Stored data entries:
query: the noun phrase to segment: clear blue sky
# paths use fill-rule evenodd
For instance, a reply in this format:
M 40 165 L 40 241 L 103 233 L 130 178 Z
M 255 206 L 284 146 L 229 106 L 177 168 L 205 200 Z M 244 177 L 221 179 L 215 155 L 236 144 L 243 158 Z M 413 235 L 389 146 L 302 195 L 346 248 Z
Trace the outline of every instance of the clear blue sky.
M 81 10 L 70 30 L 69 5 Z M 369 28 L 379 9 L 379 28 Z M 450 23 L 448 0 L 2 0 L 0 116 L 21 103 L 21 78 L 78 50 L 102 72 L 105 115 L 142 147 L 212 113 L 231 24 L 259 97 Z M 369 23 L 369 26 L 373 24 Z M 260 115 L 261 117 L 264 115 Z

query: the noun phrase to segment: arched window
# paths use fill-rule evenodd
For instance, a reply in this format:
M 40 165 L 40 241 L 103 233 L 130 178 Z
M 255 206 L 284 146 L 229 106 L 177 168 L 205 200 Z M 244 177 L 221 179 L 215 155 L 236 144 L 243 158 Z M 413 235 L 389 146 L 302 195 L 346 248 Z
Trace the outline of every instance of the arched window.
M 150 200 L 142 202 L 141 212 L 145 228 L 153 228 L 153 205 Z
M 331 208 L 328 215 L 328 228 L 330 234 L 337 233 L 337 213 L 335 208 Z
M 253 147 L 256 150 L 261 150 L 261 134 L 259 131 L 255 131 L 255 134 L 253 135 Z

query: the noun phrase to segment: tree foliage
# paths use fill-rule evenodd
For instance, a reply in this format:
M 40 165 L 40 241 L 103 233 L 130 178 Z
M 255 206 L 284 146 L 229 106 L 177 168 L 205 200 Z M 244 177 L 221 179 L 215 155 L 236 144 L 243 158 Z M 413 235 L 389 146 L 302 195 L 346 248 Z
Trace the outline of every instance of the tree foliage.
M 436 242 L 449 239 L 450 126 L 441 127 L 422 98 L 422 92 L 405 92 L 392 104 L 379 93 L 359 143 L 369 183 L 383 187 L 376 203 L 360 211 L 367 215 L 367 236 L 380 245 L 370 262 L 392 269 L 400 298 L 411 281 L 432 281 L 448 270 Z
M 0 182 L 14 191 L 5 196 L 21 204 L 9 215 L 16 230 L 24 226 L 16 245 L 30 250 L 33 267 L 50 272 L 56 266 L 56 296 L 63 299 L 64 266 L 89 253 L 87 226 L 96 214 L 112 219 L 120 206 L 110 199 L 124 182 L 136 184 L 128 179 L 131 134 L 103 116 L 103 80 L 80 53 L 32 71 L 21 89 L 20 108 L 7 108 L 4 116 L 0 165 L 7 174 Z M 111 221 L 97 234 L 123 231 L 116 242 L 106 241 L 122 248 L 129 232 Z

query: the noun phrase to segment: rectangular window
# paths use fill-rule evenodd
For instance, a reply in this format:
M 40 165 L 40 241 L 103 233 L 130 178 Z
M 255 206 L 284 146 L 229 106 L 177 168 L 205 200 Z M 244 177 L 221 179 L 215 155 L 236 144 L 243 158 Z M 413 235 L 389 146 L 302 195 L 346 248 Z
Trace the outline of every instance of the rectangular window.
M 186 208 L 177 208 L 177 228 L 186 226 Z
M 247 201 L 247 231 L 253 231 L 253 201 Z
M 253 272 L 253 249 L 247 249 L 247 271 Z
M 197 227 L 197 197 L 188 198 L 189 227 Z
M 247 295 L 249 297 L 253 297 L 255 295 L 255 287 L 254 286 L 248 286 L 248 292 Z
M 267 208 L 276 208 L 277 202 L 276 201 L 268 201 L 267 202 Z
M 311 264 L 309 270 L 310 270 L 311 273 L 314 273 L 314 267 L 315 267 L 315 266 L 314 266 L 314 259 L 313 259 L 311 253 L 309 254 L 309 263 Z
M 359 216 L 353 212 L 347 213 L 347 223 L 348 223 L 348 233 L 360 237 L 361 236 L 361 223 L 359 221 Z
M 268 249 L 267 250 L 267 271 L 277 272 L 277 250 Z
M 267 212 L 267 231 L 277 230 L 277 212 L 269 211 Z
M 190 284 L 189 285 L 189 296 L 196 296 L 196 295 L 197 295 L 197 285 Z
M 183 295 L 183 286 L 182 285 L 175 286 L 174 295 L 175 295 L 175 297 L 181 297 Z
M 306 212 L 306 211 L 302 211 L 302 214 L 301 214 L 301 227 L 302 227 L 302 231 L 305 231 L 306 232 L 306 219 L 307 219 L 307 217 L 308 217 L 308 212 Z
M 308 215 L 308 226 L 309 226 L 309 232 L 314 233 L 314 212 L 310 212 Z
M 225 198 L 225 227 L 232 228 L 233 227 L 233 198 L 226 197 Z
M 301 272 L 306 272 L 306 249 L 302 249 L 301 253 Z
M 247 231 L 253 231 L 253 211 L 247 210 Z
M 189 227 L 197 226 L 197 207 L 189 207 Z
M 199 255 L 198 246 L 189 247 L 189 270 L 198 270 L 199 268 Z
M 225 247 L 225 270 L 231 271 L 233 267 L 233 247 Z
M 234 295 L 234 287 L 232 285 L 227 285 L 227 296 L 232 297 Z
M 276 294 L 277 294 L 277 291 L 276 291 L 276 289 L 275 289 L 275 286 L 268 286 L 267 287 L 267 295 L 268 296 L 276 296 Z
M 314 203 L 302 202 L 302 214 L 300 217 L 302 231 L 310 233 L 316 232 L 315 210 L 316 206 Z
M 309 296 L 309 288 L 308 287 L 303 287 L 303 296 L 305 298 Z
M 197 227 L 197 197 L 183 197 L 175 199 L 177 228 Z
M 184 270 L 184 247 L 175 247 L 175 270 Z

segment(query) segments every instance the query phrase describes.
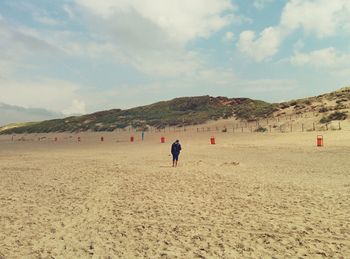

## EXERCISE DIRECTIONS
Restate the entries word for word, though any image they contain should not appear.

## ANSWER TO THE PROBLEM
query: the noun phrase to segment: clear blue sky
# paths use fill-rule evenodd
For instance, a reply in this format:
M 40 165 L 40 241 L 103 233 L 130 178 Z
M 255 206 L 284 146 L 229 106 L 177 168 L 205 200 Z M 244 177 L 221 179 L 215 155 L 236 144 L 243 158 Z M 413 235 L 389 146 L 302 195 L 346 248 Z
Trace the outline of every instance of the clear blue sky.
M 81 10 L 70 30 L 69 5 Z M 369 28 L 379 9 L 379 28 Z M 450 23 L 448 0 L 2 0 L 0 116 L 21 103 L 21 78 L 78 50 L 102 72 L 105 115 L 142 147 L 212 113 L 231 24 L 259 97 Z M 369 23 L 369 26 L 373 24 Z M 260 115 L 261 117 L 264 115 Z

query: the noun phrase to segment: arched window
# paths use fill-rule evenodd
For instance, a reply in this format:
M 40 165 L 40 241 L 103 233 L 130 178 Z
M 255 206 L 284 146 L 229 106 L 177 168 L 205 200 Z M 244 177 L 221 179 L 215 155 L 236 144 L 243 158 Z M 413 235 L 389 146 L 302 195 L 346 248 Z
Trace the outline of every instance of the arched window.
M 150 200 L 142 202 L 141 212 L 145 228 L 153 228 L 153 205 Z
M 331 208 L 328 215 L 328 228 L 330 234 L 337 233 L 337 213 L 335 208 Z
M 253 147 L 256 150 L 261 150 L 261 134 L 259 131 L 255 131 L 255 134 L 253 135 Z

query: the noun phrase to segment: tree foliage
# paths use fill-rule evenodd
For instance, a reply in this format:
M 40 165 L 40 241 L 103 233 L 130 178 Z
M 255 206 L 284 146 L 229 106 L 177 168 L 205 200 Z M 244 177 L 221 179 L 215 155 L 236 144 L 243 158 Z M 413 235 L 389 146 L 302 195 L 346 248 Z
Trace the outline of every instance of the tree foliage.
M 436 242 L 449 239 L 450 126 L 441 127 L 422 98 L 422 92 L 405 92 L 392 104 L 379 93 L 359 143 L 369 183 L 383 187 L 376 203 L 360 211 L 367 215 L 367 236 L 380 245 L 370 262 L 392 269 L 400 298 L 411 281 L 432 281 L 448 270 Z
M 0 182 L 14 191 L 5 196 L 21 204 L 9 215 L 16 230 L 24 226 L 16 245 L 30 250 L 33 267 L 50 272 L 56 266 L 56 296 L 63 299 L 64 266 L 89 253 L 87 226 L 96 214 L 112 219 L 120 206 L 110 199 L 124 182 L 136 184 L 128 179 L 131 134 L 103 116 L 103 80 L 80 53 L 32 71 L 21 89 L 20 108 L 7 108 L 4 116 L 0 165 L 7 174 Z M 111 221 L 97 234 L 123 231 L 116 242 L 106 241 L 122 248 L 129 232 Z

query: the noun phrase to segment: rectangular window
# paths use fill-rule evenodd
For instance, a reply in this format:
M 40 165 L 40 241 L 103 233 L 130 178 Z
M 255 206 L 284 146 L 229 106 L 177 168 L 205 200 Z M 244 177 L 221 179 L 215 155 L 236 144 L 243 158 Z M 413 235 L 389 146 L 302 195 L 346 248 Z
Trace the outline of every instance of the rectangular window.
M 186 208 L 177 208 L 177 228 L 186 226 Z
M 247 201 L 247 231 L 253 231 L 253 201 Z
M 253 272 L 253 249 L 247 249 L 247 271 Z
M 197 227 L 197 197 L 188 198 L 189 227 Z
M 247 295 L 249 297 L 253 297 L 255 295 L 255 287 L 254 286 L 248 286 L 248 292 Z
M 267 208 L 276 208 L 277 202 L 276 201 L 268 201 L 267 202 Z
M 311 264 L 309 270 L 310 270 L 311 273 L 314 273 L 314 267 L 315 267 L 315 266 L 314 266 L 314 259 L 313 259 L 311 253 L 309 254 L 309 263 Z
M 359 216 L 353 212 L 347 213 L 347 223 L 348 223 L 348 233 L 360 237 L 361 236 L 361 223 L 359 221 Z
M 268 249 L 267 250 L 267 271 L 277 272 L 277 250 Z
M 267 212 L 267 231 L 277 230 L 277 212 L 269 211 Z
M 190 284 L 189 285 L 189 296 L 196 296 L 196 295 L 197 295 L 197 285 Z
M 183 295 L 183 286 L 182 285 L 175 286 L 174 295 L 175 295 L 175 297 L 181 297 Z
M 306 212 L 306 211 L 302 211 L 302 214 L 301 214 L 301 227 L 302 227 L 302 231 L 305 231 L 306 232 L 306 219 L 307 219 L 307 217 L 308 217 L 308 212 Z
M 308 215 L 308 226 L 309 226 L 309 232 L 314 233 L 314 212 L 310 212 Z
M 225 198 L 225 227 L 232 228 L 233 227 L 233 198 L 226 197 Z
M 301 272 L 306 272 L 306 249 L 302 249 L 301 253 Z
M 247 231 L 253 231 L 253 211 L 247 210 Z
M 189 227 L 197 226 L 197 207 L 189 207 Z
M 199 255 L 198 246 L 189 247 L 189 270 L 198 270 L 199 268 Z
M 225 247 L 225 270 L 231 271 L 233 267 L 233 247 Z
M 234 295 L 234 287 L 232 285 L 227 285 L 227 296 L 232 297 Z
M 276 294 L 277 294 L 277 291 L 276 291 L 276 289 L 275 289 L 275 286 L 268 286 L 267 287 L 267 295 L 268 296 L 276 296 Z
M 314 203 L 302 202 L 302 214 L 300 217 L 302 231 L 310 233 L 316 232 L 315 210 L 316 206 Z
M 309 296 L 309 288 L 308 287 L 303 287 L 303 296 L 305 298 Z
M 197 227 L 197 197 L 183 197 L 175 199 L 177 228 Z
M 184 270 L 184 247 L 175 247 L 175 270 Z

segment(query) segments every instance the query phrase describes.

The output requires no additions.